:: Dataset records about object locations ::
• • •

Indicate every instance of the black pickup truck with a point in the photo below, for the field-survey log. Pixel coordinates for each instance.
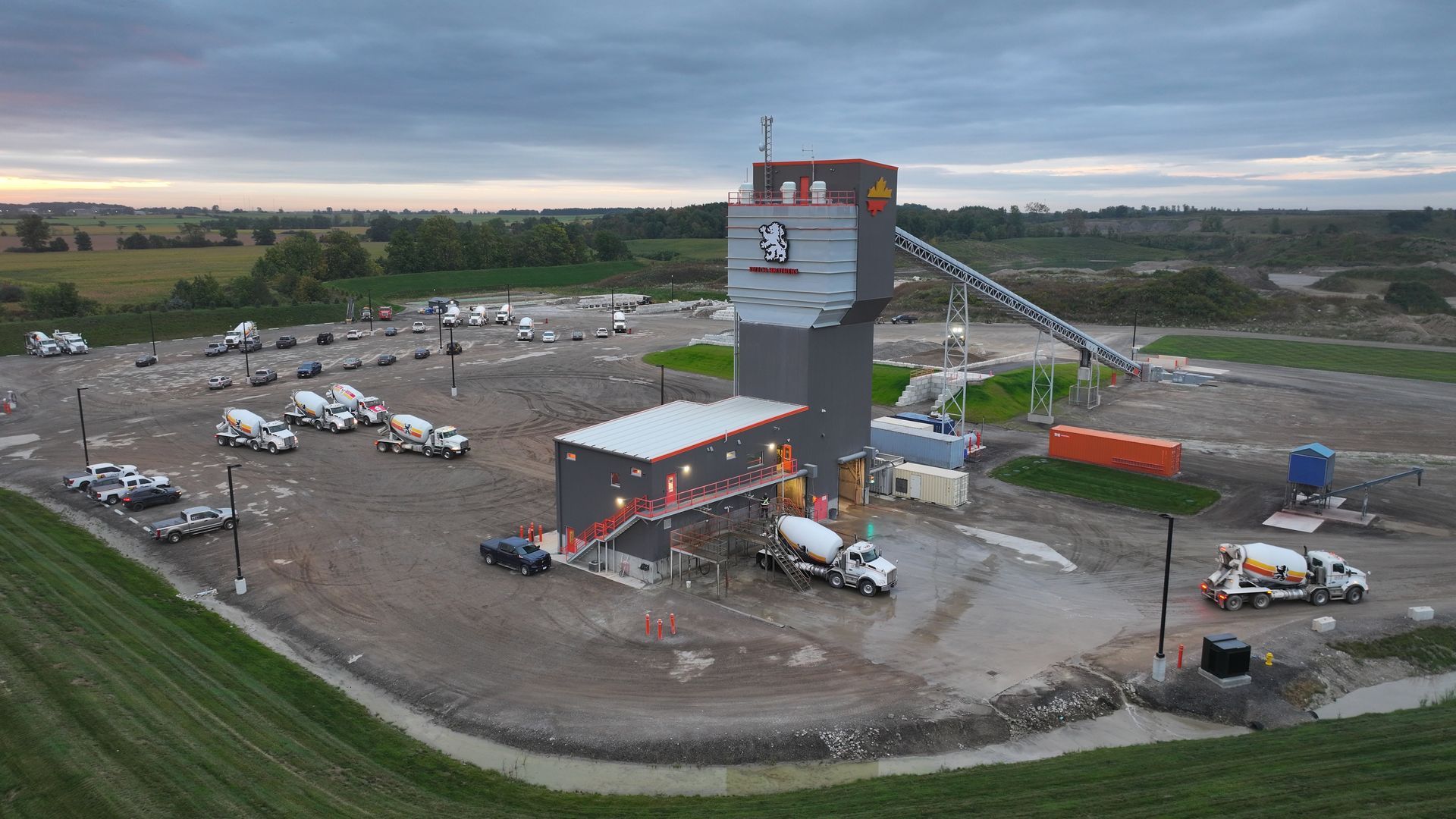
(516, 553)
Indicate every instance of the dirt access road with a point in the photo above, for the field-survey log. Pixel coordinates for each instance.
(367, 561)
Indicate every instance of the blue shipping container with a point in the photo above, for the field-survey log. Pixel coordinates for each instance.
(934, 449)
(1312, 465)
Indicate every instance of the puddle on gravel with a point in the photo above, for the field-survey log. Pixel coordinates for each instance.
(1394, 695)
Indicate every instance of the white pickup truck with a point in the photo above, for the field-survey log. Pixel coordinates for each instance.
(111, 490)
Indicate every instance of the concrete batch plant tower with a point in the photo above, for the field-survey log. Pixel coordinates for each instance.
(810, 268)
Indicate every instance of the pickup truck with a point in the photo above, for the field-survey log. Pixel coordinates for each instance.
(194, 521)
(83, 480)
(111, 490)
(516, 553)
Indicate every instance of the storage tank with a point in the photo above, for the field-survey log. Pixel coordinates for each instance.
(243, 422)
(1150, 457)
(411, 428)
(1269, 564)
(814, 541)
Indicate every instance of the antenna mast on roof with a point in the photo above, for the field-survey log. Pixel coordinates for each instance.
(767, 152)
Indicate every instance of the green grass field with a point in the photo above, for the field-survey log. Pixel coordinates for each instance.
(887, 382)
(1426, 365)
(1008, 394)
(1095, 253)
(128, 328)
(463, 281)
(120, 698)
(1101, 483)
(686, 249)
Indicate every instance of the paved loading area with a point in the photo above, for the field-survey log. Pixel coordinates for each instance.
(369, 560)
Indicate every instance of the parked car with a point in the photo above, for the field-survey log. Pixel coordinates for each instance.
(150, 496)
(516, 553)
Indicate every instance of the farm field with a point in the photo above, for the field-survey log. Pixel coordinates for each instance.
(121, 698)
(1427, 365)
(1106, 484)
(887, 382)
(463, 281)
(686, 249)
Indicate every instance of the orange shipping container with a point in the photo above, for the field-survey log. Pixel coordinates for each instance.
(1134, 453)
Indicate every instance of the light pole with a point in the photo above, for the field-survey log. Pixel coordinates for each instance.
(239, 585)
(82, 410)
(1161, 662)
(453, 392)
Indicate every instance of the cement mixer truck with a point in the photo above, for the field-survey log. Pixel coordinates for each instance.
(242, 428)
(819, 551)
(319, 413)
(366, 409)
(1260, 573)
(417, 435)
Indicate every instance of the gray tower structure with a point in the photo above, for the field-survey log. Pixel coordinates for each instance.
(810, 268)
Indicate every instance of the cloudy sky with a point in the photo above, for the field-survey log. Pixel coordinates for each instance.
(541, 104)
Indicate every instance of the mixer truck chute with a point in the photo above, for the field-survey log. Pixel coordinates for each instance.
(1261, 573)
(419, 435)
(245, 428)
(319, 413)
(366, 409)
(819, 551)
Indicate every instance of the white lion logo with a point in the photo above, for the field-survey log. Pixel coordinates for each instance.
(775, 242)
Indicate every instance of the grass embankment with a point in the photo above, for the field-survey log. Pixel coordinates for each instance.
(1426, 365)
(465, 281)
(118, 698)
(128, 328)
(1008, 395)
(1430, 649)
(887, 382)
(1110, 485)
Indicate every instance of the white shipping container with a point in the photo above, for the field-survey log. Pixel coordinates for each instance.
(930, 484)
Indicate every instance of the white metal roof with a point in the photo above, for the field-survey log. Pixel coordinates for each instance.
(660, 431)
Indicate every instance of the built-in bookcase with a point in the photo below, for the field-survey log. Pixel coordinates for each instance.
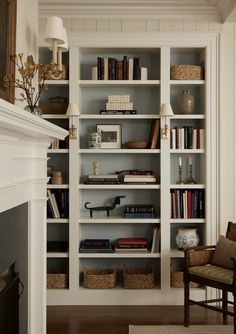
(90, 96)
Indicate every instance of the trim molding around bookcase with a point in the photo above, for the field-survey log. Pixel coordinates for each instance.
(119, 83)
(120, 186)
(119, 255)
(118, 151)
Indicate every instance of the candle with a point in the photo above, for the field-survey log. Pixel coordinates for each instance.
(180, 161)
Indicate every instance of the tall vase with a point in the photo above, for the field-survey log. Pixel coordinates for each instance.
(186, 102)
(187, 237)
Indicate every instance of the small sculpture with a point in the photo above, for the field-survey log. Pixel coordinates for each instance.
(106, 208)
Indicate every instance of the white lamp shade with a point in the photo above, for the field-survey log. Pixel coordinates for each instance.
(166, 110)
(54, 30)
(72, 110)
(64, 47)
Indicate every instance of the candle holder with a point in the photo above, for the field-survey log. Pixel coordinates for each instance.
(180, 181)
(190, 179)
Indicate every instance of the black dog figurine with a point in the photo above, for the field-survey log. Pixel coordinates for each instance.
(106, 208)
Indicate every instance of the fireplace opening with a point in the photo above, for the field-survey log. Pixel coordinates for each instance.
(14, 261)
(10, 291)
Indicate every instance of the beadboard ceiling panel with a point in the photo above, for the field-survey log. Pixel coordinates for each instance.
(215, 10)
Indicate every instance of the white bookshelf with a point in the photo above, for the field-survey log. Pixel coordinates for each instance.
(90, 96)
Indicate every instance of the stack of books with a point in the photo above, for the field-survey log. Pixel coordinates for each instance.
(118, 104)
(102, 179)
(140, 211)
(131, 245)
(95, 246)
(136, 178)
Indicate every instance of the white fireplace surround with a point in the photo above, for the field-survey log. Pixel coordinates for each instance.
(24, 139)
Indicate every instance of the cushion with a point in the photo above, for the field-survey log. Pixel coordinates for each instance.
(225, 249)
(214, 273)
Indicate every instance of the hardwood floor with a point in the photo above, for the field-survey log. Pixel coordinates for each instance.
(115, 319)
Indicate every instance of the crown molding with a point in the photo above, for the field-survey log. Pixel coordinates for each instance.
(168, 9)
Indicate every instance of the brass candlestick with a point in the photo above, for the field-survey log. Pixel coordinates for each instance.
(180, 181)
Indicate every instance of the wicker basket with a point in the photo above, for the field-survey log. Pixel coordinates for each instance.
(99, 278)
(177, 279)
(138, 278)
(186, 72)
(57, 278)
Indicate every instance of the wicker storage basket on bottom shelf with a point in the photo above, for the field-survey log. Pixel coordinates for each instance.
(177, 279)
(57, 278)
(99, 278)
(138, 278)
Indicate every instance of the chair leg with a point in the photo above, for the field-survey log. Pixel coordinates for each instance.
(234, 297)
(224, 306)
(186, 301)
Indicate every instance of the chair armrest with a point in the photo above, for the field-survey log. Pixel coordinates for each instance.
(198, 256)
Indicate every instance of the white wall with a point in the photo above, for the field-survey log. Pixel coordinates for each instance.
(227, 85)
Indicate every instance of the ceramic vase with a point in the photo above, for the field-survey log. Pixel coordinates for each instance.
(187, 237)
(186, 102)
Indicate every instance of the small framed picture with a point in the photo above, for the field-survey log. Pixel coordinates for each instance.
(110, 135)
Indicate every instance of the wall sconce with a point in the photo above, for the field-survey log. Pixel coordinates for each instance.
(54, 34)
(166, 111)
(72, 112)
(62, 48)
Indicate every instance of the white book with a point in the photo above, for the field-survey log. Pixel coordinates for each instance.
(144, 73)
(119, 98)
(131, 68)
(53, 201)
(173, 139)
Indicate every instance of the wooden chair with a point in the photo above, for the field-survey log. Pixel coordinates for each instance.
(215, 267)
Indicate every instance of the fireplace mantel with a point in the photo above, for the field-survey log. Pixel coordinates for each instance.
(24, 139)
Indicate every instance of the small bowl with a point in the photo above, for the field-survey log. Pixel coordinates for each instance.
(136, 144)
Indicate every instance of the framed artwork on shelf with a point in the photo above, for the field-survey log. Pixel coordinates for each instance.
(110, 135)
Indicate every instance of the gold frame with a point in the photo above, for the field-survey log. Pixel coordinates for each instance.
(7, 45)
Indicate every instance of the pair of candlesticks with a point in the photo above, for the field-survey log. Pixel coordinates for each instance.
(190, 179)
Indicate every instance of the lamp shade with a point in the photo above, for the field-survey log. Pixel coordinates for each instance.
(72, 110)
(54, 30)
(166, 110)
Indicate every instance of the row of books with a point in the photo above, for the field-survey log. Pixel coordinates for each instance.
(187, 203)
(140, 211)
(114, 69)
(58, 203)
(187, 137)
(131, 178)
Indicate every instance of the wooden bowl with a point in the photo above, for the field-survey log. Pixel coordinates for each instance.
(136, 144)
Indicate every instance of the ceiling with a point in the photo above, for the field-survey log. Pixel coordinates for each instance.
(216, 10)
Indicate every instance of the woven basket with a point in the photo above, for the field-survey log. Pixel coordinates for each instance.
(177, 279)
(57, 279)
(99, 278)
(138, 278)
(186, 72)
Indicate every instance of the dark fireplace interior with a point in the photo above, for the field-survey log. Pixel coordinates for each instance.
(14, 269)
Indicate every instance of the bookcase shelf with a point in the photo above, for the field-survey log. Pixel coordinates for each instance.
(147, 96)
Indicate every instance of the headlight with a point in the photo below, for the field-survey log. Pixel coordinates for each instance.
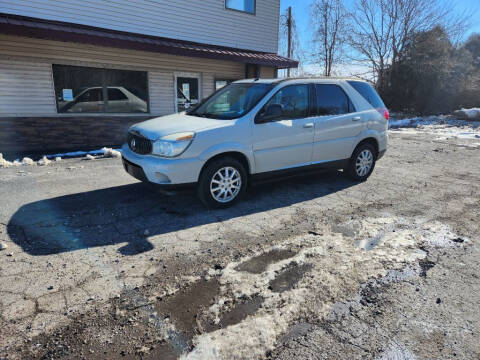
(172, 145)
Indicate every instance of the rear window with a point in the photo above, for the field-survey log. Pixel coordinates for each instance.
(368, 93)
(332, 100)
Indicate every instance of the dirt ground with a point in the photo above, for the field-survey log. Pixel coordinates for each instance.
(99, 266)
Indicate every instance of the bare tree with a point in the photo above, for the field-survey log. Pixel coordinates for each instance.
(296, 51)
(329, 20)
(380, 29)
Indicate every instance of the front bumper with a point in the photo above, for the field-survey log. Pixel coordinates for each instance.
(160, 170)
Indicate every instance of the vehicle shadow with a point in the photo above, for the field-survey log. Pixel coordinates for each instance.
(123, 213)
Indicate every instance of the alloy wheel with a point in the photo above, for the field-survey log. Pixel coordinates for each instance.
(364, 162)
(225, 184)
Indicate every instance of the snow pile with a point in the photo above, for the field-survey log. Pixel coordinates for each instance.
(432, 120)
(397, 351)
(334, 262)
(3, 162)
(473, 113)
(108, 152)
(442, 127)
(27, 161)
(43, 161)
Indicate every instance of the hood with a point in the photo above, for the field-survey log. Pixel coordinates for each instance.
(156, 128)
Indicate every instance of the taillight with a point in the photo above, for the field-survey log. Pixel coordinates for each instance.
(384, 112)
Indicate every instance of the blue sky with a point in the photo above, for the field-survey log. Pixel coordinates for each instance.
(300, 10)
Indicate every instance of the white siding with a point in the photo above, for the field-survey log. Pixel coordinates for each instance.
(205, 21)
(26, 86)
(161, 95)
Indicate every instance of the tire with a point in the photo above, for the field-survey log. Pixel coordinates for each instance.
(218, 193)
(362, 162)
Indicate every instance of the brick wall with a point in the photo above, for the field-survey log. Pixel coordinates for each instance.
(44, 135)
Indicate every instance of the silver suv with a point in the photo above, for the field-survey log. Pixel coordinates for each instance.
(257, 128)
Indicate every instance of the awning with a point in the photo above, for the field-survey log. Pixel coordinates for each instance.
(69, 32)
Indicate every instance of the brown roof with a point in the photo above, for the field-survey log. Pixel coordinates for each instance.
(62, 31)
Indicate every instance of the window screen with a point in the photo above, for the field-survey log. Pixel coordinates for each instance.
(332, 100)
(247, 6)
(81, 89)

• • •

:: Requirements ::
Repeat word for word every line from the one that holds "Indicate every instance of the brick" to the end. Both ends count.

:: Result of the task ::
Indicate every instance of the brick wall with a point in the photo above, for the field-survey log. Pixel coordinates for each instance.
(44, 135)
Indicate every instance of the silver suv with a point in the photo above, for the field-survey log. Pixel coordinates for each instance.
(257, 128)
Indicate every instance of the awning with a point in the photo above, for the field-survey log. Pixel coordinates for each instance.
(69, 32)
Indicate every instance of the brown roof with a point in the photo above, for the field-survey log. Pixel coordinates for each instance.
(62, 31)
Indicate every instance of the window screen with a point in the photo above, for the field-survey log. Pixel coordinates for each instance.
(332, 100)
(247, 6)
(81, 89)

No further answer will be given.